##### SUPPLIED INFORMATION #####

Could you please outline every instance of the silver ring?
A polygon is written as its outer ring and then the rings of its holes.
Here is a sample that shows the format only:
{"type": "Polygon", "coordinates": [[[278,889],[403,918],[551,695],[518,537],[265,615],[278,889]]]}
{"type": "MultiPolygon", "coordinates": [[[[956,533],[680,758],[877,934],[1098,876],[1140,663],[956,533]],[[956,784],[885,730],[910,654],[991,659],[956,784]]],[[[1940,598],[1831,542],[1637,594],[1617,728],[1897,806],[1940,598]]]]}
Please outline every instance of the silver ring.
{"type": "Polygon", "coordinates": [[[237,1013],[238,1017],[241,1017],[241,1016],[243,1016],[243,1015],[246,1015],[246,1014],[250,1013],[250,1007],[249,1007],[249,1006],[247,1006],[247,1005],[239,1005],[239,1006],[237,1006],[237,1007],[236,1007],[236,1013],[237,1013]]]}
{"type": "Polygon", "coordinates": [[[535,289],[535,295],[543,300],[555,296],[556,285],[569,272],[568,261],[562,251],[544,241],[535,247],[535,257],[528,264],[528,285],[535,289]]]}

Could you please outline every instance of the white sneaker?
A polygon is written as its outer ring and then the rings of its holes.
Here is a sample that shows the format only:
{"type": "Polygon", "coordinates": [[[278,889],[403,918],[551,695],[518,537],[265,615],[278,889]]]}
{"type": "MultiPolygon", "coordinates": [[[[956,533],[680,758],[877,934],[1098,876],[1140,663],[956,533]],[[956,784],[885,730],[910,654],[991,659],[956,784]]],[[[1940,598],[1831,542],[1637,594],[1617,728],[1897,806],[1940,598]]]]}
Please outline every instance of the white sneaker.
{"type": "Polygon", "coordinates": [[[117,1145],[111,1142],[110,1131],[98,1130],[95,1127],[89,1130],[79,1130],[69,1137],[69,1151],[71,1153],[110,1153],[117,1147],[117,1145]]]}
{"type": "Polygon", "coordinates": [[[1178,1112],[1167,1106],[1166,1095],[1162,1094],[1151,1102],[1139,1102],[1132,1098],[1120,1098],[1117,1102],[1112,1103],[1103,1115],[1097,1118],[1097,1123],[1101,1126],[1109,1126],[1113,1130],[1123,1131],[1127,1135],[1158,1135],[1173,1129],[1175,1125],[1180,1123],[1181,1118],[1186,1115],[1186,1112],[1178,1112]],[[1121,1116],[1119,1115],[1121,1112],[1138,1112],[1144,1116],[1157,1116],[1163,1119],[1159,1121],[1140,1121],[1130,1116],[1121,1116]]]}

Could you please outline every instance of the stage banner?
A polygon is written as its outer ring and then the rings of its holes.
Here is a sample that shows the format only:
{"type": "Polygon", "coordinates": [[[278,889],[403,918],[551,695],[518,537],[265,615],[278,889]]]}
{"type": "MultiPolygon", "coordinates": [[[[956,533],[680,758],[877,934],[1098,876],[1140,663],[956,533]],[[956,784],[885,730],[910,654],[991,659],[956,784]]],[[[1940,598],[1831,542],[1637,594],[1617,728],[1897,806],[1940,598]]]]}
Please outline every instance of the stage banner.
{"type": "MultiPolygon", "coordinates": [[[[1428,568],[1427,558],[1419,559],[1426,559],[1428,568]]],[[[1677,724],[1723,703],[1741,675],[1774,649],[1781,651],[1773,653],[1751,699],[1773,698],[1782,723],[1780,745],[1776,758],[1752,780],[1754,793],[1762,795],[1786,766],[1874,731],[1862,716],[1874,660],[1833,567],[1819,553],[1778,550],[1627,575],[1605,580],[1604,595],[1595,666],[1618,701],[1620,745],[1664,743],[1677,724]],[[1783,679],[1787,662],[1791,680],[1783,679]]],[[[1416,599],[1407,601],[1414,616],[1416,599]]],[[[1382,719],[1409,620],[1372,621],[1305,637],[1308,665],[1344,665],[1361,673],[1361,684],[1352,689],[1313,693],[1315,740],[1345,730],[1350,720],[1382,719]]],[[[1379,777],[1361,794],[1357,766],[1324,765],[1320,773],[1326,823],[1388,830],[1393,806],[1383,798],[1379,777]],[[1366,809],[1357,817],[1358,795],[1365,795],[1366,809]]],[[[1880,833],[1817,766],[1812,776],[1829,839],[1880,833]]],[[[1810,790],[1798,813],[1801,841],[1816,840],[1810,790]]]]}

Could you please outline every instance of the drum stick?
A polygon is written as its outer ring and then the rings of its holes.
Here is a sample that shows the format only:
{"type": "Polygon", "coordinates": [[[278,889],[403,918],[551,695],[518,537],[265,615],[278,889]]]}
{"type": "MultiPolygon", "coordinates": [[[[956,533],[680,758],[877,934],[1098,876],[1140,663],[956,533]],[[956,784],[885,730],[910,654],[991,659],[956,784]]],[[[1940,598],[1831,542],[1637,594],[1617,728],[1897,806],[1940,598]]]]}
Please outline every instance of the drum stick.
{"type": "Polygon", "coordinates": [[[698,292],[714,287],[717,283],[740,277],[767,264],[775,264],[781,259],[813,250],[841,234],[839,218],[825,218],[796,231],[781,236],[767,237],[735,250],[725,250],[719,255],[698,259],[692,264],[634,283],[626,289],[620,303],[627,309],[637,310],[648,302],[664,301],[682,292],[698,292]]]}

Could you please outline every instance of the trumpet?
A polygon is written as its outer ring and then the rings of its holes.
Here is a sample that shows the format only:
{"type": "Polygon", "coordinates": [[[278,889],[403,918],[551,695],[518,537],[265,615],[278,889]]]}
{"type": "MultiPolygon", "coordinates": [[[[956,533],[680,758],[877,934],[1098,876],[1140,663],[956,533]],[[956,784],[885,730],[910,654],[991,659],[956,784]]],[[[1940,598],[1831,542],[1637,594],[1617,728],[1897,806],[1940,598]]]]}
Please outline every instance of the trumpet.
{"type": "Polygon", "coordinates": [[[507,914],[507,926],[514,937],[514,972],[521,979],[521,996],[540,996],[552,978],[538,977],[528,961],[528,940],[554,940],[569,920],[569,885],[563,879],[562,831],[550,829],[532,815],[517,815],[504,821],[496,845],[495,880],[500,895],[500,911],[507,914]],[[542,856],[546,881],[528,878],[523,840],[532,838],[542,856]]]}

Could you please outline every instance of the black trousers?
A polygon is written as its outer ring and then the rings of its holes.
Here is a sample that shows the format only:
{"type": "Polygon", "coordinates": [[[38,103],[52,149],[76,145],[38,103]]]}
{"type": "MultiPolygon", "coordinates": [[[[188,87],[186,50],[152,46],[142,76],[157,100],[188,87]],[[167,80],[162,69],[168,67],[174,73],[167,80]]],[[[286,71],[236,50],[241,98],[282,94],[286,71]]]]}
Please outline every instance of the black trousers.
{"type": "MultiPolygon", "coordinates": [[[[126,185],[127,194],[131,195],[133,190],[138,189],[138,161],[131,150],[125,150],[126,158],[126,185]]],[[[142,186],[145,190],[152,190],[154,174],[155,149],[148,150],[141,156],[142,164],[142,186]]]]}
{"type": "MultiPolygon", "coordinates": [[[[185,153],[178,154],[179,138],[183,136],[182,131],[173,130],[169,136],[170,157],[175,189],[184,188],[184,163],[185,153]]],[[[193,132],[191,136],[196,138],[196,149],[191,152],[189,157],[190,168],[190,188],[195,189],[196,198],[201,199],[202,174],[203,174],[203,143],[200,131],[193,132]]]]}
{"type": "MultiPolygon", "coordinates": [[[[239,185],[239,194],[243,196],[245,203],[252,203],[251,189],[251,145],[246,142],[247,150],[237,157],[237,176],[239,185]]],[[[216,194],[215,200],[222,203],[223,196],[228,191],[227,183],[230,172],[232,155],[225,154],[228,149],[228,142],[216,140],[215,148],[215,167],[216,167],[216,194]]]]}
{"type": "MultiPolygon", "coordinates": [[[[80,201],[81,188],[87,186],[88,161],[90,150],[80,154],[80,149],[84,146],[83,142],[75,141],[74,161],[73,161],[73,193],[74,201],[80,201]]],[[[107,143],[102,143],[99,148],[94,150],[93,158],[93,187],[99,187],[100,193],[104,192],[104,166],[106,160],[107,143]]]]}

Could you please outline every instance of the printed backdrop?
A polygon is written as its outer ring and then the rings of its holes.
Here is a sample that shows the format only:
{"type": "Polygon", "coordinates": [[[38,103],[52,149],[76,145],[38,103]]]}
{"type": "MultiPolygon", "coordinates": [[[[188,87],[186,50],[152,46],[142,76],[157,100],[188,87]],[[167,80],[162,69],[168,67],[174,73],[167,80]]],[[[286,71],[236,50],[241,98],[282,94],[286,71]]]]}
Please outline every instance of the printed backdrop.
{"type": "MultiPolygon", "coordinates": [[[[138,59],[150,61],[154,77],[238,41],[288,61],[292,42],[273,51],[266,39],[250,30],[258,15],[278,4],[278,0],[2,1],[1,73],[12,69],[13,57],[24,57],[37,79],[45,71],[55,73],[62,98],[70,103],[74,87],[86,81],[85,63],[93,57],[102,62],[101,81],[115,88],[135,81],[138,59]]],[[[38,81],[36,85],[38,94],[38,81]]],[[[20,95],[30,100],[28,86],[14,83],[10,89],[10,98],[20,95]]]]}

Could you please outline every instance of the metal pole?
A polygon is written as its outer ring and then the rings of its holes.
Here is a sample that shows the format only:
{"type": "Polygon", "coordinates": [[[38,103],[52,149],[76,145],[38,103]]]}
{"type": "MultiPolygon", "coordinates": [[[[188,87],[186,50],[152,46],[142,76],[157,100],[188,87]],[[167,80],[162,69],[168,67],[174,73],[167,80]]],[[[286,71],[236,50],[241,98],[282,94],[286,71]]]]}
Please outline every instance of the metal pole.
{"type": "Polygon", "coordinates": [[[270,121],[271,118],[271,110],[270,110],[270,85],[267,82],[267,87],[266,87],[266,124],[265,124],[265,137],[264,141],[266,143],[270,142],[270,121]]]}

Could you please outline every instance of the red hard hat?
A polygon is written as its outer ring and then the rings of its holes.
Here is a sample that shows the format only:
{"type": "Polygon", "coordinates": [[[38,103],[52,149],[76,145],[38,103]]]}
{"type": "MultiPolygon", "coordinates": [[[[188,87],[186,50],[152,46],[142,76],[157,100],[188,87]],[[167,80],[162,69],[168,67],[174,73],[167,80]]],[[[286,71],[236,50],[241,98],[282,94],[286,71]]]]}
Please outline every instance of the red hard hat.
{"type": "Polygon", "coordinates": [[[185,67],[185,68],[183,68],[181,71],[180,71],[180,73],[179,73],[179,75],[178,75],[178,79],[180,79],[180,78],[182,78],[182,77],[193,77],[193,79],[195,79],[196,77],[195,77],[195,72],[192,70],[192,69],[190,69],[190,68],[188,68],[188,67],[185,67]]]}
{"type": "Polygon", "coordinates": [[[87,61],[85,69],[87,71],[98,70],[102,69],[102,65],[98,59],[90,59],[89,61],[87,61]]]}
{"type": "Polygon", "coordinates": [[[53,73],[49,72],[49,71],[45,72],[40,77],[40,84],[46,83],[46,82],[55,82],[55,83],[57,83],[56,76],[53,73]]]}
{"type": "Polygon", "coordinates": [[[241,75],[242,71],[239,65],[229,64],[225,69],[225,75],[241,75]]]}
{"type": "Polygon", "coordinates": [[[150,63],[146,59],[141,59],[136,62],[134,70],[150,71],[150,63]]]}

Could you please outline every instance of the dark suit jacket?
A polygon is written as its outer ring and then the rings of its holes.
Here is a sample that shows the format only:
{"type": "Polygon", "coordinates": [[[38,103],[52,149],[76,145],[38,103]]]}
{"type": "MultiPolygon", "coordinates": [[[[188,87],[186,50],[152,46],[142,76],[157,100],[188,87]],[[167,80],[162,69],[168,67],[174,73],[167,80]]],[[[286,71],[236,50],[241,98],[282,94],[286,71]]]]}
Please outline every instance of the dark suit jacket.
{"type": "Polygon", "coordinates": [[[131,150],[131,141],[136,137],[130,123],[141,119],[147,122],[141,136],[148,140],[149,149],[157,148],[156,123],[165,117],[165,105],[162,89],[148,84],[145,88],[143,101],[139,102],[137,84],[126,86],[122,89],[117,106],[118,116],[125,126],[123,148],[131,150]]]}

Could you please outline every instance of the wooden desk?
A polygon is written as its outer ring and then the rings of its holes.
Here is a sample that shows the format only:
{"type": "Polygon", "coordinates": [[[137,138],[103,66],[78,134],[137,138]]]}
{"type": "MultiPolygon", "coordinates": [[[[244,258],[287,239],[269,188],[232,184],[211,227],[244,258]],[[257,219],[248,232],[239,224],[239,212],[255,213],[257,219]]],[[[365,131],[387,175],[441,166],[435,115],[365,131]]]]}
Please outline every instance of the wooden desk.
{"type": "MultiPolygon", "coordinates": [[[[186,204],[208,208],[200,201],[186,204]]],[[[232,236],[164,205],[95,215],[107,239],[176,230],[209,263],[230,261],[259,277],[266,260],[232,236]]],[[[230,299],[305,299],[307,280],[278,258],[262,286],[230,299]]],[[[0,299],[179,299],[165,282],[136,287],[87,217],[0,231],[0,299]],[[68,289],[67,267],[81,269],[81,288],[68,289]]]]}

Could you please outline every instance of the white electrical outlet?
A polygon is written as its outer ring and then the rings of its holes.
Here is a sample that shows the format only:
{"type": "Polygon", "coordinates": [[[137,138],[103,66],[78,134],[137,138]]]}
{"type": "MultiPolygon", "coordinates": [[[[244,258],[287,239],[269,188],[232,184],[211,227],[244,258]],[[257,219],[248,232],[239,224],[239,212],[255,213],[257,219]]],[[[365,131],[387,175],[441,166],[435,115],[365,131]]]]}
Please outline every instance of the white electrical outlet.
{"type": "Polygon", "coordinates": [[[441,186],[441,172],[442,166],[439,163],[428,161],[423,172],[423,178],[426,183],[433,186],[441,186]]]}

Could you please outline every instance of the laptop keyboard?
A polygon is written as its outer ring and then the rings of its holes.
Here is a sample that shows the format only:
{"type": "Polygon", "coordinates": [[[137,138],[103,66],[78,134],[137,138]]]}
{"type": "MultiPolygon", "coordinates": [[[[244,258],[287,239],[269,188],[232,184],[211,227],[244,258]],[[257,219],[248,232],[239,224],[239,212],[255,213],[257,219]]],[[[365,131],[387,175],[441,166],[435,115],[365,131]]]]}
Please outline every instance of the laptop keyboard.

#####

WHAT YOU SHOULD DO:
Scan the entries above for the string "laptop", and copy every line where it turns up.

EXERCISE SOLUTION:
Could you please outline every instance of the laptop keyboard?
Please outline every instance of the laptop keyboard.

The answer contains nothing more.